(Dataset rows)
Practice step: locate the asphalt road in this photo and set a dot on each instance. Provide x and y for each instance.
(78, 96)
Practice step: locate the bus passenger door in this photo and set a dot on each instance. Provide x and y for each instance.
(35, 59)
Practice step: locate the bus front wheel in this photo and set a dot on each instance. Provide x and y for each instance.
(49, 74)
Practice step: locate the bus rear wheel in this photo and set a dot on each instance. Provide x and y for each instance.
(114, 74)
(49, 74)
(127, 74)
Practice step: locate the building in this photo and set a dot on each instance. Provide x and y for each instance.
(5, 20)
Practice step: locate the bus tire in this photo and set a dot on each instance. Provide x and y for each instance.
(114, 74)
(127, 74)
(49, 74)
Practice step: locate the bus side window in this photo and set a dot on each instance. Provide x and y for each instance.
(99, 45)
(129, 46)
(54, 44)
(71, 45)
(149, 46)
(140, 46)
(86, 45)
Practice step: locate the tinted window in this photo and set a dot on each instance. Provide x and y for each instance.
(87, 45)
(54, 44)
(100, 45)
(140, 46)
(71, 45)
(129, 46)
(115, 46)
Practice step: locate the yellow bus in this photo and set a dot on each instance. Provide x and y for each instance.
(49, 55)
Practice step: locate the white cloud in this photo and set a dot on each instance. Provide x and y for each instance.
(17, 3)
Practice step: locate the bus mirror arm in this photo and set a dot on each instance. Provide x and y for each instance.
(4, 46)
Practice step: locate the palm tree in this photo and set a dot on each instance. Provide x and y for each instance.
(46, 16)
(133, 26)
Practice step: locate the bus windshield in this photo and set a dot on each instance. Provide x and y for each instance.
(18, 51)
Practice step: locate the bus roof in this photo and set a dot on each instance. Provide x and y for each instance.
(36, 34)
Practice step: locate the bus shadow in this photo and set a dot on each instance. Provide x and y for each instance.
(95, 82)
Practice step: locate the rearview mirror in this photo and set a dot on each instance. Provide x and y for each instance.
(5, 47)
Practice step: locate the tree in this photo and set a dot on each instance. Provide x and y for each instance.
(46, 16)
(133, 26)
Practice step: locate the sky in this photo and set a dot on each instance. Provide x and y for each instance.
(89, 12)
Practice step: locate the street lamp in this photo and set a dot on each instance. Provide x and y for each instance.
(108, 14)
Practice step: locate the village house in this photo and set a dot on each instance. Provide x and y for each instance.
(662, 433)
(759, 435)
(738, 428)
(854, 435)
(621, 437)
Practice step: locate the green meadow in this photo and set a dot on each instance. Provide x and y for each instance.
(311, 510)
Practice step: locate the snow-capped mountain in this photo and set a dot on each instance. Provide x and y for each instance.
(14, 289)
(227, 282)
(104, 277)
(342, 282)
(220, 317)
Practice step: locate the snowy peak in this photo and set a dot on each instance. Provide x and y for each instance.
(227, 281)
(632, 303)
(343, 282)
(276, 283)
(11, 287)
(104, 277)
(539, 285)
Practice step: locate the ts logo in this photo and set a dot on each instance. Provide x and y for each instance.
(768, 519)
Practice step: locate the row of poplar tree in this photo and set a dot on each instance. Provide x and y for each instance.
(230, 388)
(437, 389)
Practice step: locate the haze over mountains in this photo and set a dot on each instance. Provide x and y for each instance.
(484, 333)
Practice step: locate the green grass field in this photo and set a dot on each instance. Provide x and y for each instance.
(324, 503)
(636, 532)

AIM>
Could you write out the rows again, starting at the line that has "Practice step: locate the green meadow" and continuing through the last row, with "snow-covered summit" substituted for "snowy peak" and everything else left unchanged?

WRITTEN SOLUTION>
Practice step: locate the green meadow in this photo and set a dot on each instance. Provide x and y for each instance.
(311, 510)
Practice step: locate the snow-capped mountain in this photo and set a dot on each instance. Provide x and y for each instance.
(14, 289)
(227, 282)
(104, 277)
(342, 282)
(220, 317)
Practice step: locate the snow-covered summit in this photo and set a dot on each instance. Provide x and y for each instance.
(227, 281)
(632, 303)
(343, 282)
(276, 283)
(11, 287)
(104, 277)
(539, 285)
Practice step: locate the ts logo in this photo and set a dot on each instance. Provide x and y for each instance.
(768, 519)
Practice step: locate the row of poplar tree in this photo and set a dot on each instance. Provide x and y for each instance.
(230, 388)
(437, 389)
Practice step: locate the haze over mountains in this photo and set a dot on each instance. Provide x and y for each instance.
(484, 333)
Practice step: locate the green grass field in this photo and set a dot on each instance. Provide x and y for each instance.
(324, 503)
(636, 532)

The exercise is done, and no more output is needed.